» Aufgabenstellung: Entnimm den folgenden Einträgen jede Zeile, die das Wort „metal“ enthält, und gib diese Zeilen unverändert wieder.

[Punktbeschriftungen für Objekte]
= = = =

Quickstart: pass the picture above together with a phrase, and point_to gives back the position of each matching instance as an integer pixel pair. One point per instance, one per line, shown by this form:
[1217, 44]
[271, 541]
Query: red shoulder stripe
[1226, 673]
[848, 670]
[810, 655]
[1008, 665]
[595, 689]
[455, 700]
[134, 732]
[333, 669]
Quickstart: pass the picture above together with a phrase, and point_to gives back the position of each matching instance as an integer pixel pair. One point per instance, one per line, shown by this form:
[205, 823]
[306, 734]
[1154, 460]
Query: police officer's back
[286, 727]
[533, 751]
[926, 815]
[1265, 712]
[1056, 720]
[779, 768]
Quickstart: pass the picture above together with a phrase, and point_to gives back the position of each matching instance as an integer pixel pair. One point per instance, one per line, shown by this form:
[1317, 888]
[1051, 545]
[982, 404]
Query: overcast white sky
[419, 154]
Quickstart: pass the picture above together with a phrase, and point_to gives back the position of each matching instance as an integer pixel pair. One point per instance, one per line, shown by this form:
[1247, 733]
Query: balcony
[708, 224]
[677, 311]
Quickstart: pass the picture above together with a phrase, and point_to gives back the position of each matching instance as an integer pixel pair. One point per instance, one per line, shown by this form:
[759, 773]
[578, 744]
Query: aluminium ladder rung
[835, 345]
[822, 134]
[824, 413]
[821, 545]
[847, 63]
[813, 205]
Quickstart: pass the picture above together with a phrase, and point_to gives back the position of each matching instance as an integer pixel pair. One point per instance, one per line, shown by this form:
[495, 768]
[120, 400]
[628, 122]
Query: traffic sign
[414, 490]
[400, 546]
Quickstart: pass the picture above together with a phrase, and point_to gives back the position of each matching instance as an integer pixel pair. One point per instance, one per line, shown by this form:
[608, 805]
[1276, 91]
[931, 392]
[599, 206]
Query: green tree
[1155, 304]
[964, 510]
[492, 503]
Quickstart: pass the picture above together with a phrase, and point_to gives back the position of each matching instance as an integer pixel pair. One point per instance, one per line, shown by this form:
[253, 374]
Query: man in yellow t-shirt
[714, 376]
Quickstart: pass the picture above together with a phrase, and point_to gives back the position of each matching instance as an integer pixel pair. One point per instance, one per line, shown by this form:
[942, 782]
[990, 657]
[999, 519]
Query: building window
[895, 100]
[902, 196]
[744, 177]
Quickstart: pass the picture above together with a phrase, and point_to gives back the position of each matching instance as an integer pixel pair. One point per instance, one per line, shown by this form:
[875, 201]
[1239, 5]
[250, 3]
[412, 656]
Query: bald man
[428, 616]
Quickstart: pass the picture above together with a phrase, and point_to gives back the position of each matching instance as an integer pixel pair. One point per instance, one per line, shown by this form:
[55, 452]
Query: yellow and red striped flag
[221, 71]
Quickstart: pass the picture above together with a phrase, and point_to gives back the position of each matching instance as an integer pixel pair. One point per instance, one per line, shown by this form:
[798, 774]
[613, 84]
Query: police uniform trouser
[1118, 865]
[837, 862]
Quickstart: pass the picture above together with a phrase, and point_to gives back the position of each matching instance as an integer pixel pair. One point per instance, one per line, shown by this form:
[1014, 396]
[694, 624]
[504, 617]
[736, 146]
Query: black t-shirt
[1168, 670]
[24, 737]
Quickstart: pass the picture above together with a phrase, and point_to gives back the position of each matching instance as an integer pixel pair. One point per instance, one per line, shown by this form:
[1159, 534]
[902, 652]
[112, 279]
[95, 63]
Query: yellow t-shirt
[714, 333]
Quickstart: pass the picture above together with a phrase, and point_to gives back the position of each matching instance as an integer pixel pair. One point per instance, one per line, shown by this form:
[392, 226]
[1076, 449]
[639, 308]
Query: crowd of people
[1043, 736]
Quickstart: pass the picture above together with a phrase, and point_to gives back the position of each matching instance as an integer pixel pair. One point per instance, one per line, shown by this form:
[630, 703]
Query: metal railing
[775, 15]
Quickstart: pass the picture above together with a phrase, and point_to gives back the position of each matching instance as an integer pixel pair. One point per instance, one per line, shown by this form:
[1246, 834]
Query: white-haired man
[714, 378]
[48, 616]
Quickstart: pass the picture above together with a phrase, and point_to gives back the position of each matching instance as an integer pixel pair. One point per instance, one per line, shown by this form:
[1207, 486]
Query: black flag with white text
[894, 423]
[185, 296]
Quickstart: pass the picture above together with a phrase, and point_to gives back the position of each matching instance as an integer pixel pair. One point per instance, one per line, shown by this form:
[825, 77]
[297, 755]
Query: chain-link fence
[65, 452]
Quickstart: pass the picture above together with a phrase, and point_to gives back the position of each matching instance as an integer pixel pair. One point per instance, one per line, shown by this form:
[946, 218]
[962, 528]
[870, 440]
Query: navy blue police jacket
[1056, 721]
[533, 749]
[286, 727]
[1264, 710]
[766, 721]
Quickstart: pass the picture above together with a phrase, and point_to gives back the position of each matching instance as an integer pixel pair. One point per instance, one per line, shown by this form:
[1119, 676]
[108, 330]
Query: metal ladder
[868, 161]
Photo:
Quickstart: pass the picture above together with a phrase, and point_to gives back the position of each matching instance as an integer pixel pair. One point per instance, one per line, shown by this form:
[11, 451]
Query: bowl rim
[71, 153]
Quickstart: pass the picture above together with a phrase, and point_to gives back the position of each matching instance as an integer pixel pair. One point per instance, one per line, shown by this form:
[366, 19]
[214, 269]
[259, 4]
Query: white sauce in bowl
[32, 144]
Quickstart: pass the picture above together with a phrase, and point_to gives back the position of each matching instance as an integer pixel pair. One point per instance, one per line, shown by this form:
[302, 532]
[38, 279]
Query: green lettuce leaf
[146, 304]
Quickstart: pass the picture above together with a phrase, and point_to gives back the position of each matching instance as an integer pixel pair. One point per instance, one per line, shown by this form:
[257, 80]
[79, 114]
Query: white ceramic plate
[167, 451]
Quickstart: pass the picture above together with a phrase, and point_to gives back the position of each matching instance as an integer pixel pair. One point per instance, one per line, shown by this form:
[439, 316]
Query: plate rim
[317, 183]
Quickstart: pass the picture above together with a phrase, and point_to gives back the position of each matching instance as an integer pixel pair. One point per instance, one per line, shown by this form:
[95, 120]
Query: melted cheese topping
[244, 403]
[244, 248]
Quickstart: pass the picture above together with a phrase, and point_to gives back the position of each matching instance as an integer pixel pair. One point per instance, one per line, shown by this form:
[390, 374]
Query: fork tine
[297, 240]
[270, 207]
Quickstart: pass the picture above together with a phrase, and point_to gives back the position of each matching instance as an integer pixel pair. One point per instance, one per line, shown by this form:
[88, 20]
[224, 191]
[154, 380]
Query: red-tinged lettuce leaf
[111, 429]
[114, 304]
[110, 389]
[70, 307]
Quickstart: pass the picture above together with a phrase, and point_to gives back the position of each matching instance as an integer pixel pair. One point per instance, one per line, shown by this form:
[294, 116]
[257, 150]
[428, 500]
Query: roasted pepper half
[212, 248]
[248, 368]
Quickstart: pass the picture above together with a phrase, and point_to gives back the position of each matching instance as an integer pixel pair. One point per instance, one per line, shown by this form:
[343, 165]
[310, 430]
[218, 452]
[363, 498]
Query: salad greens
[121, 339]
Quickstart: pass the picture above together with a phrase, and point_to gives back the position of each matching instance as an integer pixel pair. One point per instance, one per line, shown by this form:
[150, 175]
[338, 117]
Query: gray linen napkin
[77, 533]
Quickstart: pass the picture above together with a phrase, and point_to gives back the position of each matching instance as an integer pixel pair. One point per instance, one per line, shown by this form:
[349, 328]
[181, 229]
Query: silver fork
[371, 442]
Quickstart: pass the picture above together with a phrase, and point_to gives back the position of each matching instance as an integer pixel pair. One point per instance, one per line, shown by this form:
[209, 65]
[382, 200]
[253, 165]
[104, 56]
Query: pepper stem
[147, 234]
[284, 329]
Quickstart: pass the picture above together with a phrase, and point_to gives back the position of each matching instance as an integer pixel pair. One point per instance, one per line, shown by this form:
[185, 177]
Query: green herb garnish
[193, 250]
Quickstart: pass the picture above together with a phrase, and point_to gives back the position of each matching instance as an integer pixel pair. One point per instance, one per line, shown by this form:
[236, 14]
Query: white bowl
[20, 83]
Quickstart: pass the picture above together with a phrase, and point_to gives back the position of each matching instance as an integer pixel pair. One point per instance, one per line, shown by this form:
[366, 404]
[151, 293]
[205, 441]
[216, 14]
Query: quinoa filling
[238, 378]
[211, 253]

= = = =

» Lösung der Aufgabe:
Query: metal railing
Query: metal ladder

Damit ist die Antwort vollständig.